Beginning with the line that has "Practice step: identify the green cactus", please write out each remaining line of the listing below, word for word.

---

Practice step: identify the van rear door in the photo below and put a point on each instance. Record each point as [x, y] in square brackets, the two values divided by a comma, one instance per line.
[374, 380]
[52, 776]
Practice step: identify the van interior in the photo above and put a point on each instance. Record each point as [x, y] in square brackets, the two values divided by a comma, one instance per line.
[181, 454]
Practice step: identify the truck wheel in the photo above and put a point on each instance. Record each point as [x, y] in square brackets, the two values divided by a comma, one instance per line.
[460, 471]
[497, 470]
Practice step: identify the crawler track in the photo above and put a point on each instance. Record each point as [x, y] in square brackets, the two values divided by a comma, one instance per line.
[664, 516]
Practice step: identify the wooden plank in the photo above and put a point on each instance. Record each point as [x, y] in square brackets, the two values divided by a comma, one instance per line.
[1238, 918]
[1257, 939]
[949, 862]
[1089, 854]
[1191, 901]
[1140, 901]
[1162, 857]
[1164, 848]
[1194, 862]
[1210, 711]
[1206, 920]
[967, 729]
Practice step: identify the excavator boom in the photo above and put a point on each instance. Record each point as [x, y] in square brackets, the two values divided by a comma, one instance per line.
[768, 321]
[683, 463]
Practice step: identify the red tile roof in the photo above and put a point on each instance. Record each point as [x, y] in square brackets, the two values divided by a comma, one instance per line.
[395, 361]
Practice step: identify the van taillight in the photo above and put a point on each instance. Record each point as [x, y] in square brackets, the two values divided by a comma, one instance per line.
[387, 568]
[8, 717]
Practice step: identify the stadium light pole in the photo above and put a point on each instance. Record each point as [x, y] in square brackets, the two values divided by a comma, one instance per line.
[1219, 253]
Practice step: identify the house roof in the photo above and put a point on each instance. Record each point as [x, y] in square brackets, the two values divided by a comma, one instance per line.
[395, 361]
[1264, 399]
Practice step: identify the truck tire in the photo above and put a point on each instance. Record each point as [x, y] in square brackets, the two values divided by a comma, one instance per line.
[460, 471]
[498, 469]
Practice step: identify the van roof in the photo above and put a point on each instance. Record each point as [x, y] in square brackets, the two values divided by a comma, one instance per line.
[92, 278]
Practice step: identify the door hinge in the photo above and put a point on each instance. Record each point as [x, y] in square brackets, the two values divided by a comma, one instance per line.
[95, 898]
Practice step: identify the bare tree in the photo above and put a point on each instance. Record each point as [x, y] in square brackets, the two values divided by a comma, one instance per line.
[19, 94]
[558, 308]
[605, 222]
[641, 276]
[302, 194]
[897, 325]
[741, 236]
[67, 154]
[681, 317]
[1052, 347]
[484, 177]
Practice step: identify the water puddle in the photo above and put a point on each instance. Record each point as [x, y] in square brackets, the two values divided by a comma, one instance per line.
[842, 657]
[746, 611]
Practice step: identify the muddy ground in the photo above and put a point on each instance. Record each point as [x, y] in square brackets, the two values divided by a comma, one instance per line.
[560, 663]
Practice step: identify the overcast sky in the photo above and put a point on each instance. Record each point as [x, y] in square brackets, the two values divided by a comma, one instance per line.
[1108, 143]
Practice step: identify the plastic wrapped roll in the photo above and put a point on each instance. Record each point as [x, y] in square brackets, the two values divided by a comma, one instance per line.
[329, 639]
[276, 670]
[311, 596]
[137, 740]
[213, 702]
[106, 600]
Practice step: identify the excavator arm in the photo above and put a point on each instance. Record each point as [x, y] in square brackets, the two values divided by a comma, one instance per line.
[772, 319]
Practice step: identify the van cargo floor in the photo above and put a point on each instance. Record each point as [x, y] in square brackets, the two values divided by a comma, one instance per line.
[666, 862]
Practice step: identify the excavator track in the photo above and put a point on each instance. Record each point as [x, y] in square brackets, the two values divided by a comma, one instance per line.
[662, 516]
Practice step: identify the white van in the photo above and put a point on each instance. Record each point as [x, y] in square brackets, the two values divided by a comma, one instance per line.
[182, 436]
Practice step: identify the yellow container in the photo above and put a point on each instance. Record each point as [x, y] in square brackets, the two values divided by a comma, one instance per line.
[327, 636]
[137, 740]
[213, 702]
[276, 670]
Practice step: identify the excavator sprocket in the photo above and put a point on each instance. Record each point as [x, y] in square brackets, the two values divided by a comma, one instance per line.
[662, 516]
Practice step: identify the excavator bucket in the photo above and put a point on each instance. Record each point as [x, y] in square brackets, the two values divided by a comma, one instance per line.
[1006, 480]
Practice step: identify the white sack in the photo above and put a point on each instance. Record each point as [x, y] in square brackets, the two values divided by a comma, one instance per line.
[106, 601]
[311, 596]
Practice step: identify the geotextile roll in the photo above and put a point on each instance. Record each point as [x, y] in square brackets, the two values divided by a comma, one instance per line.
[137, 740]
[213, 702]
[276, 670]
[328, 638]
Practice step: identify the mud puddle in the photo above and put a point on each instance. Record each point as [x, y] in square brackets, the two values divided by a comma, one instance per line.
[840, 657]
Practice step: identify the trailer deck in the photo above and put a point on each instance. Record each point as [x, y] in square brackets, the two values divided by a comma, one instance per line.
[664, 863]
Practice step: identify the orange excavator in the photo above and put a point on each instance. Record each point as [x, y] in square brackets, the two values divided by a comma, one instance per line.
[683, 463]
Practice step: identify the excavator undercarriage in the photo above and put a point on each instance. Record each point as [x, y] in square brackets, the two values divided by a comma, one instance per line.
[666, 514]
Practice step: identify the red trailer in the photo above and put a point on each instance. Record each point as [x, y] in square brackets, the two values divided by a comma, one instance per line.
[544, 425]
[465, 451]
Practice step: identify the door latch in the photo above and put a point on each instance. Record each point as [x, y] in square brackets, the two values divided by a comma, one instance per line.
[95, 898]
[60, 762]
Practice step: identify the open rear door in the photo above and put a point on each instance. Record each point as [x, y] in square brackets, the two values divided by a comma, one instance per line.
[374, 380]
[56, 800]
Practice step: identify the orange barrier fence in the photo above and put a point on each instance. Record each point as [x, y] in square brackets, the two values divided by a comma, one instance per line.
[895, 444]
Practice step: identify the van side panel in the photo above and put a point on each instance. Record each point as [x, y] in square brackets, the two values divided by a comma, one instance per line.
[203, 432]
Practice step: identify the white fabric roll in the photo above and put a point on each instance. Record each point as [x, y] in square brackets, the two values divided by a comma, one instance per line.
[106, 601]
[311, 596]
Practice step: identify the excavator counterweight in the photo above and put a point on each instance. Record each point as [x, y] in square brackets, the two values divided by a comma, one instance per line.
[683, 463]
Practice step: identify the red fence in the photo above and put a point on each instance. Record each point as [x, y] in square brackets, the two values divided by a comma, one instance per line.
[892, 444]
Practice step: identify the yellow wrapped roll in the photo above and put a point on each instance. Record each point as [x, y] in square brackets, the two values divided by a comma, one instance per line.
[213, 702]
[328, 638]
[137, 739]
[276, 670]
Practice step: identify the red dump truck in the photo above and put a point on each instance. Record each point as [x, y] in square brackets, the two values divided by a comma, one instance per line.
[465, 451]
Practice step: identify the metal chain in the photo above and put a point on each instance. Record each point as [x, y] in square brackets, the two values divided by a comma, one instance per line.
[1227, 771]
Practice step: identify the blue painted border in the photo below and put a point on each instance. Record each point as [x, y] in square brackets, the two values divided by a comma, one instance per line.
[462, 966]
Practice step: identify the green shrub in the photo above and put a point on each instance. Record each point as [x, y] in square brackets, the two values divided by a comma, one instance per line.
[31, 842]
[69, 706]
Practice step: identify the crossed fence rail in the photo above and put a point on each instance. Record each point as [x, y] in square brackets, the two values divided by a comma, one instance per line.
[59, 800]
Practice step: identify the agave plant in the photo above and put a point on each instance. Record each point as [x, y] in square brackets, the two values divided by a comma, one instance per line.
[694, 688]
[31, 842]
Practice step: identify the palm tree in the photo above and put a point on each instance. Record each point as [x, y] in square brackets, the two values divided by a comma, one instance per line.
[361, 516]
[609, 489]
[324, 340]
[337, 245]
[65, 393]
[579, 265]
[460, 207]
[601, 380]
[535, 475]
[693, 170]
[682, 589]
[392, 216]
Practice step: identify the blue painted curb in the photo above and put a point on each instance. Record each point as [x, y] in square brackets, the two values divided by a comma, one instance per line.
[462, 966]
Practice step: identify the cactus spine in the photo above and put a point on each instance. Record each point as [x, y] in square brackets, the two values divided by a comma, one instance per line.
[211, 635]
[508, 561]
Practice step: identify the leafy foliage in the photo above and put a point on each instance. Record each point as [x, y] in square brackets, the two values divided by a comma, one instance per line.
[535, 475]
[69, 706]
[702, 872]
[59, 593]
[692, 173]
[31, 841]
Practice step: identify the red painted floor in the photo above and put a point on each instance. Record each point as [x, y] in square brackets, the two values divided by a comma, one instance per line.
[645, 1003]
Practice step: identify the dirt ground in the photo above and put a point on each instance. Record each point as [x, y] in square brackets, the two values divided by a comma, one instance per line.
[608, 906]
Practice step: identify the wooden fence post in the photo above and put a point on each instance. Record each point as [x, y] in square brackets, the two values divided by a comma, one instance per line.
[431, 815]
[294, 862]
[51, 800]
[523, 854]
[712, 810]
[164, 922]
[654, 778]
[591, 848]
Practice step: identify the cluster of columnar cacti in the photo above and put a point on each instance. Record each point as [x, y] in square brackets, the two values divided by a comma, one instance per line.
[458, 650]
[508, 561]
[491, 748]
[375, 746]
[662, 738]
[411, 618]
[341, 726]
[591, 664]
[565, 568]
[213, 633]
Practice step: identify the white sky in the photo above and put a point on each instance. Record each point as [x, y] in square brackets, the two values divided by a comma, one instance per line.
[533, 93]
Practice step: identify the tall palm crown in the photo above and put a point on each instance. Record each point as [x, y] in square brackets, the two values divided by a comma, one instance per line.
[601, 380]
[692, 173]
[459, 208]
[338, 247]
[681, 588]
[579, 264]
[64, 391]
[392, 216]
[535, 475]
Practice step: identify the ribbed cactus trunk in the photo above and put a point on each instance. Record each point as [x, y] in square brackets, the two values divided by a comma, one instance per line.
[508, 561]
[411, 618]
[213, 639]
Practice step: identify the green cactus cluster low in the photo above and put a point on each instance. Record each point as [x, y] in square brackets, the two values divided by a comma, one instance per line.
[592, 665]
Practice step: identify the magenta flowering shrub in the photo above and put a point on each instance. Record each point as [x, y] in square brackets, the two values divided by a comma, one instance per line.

---

Problem solution:
Practice step: identify the green cactus cluster low in the photo above and put a point on each instance. Record each point as [x, y] in square brackets, the two values divided by a comma, one instance per line.
[592, 665]
Practice step: identify the magenta flowering shrub in the photo above and put a point on each instance. Record each point as [x, y] in square brackets, the two values divided by a comma, one instance per line.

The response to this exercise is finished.